# Tâche demandée A
D'après le texte sur la culpabilité ressentie pendant le confinement, dans quel cadre l'autrice a-t-elle rencontré la personne qu'elle nomme M ?
# Tâche demandée B
Poursuivez le texte sur la culpabilité ressentie pendant le confinement à partir de l'endroit où il s'arrête.

# Extrait du document
En confinement et se sentir coupable d’aller bien
Par Josée Durocher
Dans mon élan dirigé vers les autres personnes autistes et ce que la pandémie leur fait vivre, je récolte les témoignages de gens intéressés à partager leur vécu. Ces partages sont accueillis, non pas de manière à en faire la critique, mais de façon empathique afin d’en faire profiter le plus grand nombre de gens possible.
J’ai rencontré celle que je nommerai M pour l’exercice, dans un groupe de discussion portant sur l’autisme. Elle est, tout comme moi, une membre active commentant souvent ou partageant ses nombreux statuts.
Il est étrange de constater combien les gens se ressemblant s’attirent mutuellement. Longtemps dans ma vie, je me suis sentie coupable de tout… même d’exister.
Sans plus tarder, voici le texte rédigé à deux mains, pour notre plus grand bénéfice à tous!
« Lorsque j’ai vu l’appel à témoignages de Josée, rapidement j’ai souri et je me suis sentie coupable. Je me sens coupable, car dans l’ensemble, le confinement va bien : nous n’avons pas de perte de salaire, je poursuis mes études normalement, et ce, dans le succès absolu. Mes notes finales entrent une à une, et je peux affirmer que les A dominent. Oui, je me sens coupable », m’écrit-elle d’emblée en commençant ce message qui m’est destiné.
Une culpabilité qui prend de la place!
J’étais curieuse de voir pourquoi ce sentiment imminent de culpabilité (pas constructif, il faut tout de même bien le préciser) prenait une si grande place dans la vie de M et je m’enquis de la suite de son message.
« Je me sens souvent coupable d’avoir du succès et d’être bien. Je me sens coupable que mon autisme soit « facile » en apparence. En effet, on m’a souvent fait le rapproche que ma vie semble facile, simple et que je ne connais pas l’adversité. Oh, mais si seulement les gens savaient, ils comprendraient pourquoi je suis la femme résiliente que je suis aujourd’hui.

# Données fournies
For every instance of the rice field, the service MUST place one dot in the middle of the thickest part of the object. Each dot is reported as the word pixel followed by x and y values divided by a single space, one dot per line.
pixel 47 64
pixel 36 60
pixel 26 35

# Réponse A
Dans un groupe de discussion portant sur l'autisme.

# Réponse B
Mais je ne vous écris pas aujourd’hui pour vous parler du passé, mais bien du présent. Ce présent qui est incertain et rempli de non-dits. Évidemment que ce n’est pas simple! Mais j’ai toujours eu pour mentalité de voir le bon.
Ça ne veut pas dire pour autant que je vis dans le déni, mais plutôt que je tente de mettre mon énergie là où ça vaut la peine de l’investir », m’explique M, et c’est tout à son honneur!
« Au début du confinement, j’ai eu un moment de panique et surtout pour mes études. Je suis une étudiante universitaire et je termine ma première année. Depuis le début, je suis à distance et merci la vie. Je trouve que c’est une formule merveilleuse qui me permet d’exploiter mes capacités sans le stress des foules, des gens, des bruits et bref de tous les stimuli divers de la vie étudiante.
Pas toujours facile
Alors, assise dans mon salon, tout va bien. Par contre, à la fermeture des écoles et des garderies, je me suis retrouvée avec deux jeunes enfants avec moi : mon garçon de 2 ans et ma fille de 6 ans. Penser dans ce contexte me semblait impossible. Je me suis retrouvée à paniquer et j’ai même contacté le Journal de Québec pour lequel j’ai donné une entrevue.
Je suis militante à mes heures et je déplacerais des montagnes. Les mesures tardaient à venir, les remises de travaux s’approchaient sans parler de la matière qui devait être vue. Par la suite, tranquillement, la panique diminua. Les enseignants ont annulé des modules à l’étude, d’autres ont reporté des remises et la plupart se sont montrés conciliants. Je ne pouvais pas demander mieux.
L’adaptation
Donc, je me suis rapidement rendu compte que les enfants sont plus calmes le matin, du moins, ils écoutent mieux le matin. Ils ont compris que maman n’est pas disponible pour jouer et qu’ils doivent me laisser faire mes lectures.
Honnêtement, ce sont des champions. Après le déjeuner, c’est la salle de jeu, je leur sors deux-trois trucs et je les entends jouer de la cuisine. De temps en temps, je dois me lever, gérer les crises, les chicanes et bien sûr donner les soins de base comme les nourrir, les laver et surtout les aimer.
Je pense que ce qui est le plus dur est cette culpabilité de les laisser un peu de côté pour mes études. Ma fille de 6 ans plus particulièrement semble trouver ça difficile. Mon garçon de 2 ans, quant à lui, a une grande sœur pour le tenir occupé.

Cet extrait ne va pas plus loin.